╭──
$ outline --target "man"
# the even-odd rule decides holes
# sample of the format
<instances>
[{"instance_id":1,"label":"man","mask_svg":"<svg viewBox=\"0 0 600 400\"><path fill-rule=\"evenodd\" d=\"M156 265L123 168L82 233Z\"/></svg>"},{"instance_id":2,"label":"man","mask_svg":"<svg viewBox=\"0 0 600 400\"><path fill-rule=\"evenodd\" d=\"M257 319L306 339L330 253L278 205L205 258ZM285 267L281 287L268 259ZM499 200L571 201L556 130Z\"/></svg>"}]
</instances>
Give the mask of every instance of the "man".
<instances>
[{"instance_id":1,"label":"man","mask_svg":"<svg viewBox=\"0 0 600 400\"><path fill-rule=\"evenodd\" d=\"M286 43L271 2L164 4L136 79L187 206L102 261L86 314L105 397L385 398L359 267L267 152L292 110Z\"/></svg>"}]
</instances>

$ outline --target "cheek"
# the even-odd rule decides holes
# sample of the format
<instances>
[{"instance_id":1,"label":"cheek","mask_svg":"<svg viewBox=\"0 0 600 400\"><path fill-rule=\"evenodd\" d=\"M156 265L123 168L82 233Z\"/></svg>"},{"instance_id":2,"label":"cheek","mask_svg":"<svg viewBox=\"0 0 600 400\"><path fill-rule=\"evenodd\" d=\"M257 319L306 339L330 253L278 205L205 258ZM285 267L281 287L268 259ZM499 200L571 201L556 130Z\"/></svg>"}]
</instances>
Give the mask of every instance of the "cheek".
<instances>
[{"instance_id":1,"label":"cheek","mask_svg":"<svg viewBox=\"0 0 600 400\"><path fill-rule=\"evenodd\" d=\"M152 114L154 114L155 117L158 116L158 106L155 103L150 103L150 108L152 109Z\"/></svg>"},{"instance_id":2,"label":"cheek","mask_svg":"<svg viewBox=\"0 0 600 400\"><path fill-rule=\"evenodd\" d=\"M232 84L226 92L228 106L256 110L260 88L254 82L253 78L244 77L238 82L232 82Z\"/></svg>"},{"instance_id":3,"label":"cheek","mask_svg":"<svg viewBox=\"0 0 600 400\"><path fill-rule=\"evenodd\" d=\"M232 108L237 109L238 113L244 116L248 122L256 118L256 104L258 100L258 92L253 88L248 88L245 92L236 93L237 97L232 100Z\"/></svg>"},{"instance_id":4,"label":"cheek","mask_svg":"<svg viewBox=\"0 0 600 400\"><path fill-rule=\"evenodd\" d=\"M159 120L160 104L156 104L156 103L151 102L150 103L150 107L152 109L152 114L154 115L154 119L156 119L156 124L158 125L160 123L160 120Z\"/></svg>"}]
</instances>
╰──
**Problem to solve**
Show all lines in the entries above where the word "target" appears.

**Result of the exercise**
$ outline --target "man"
$ outline --target "cheek"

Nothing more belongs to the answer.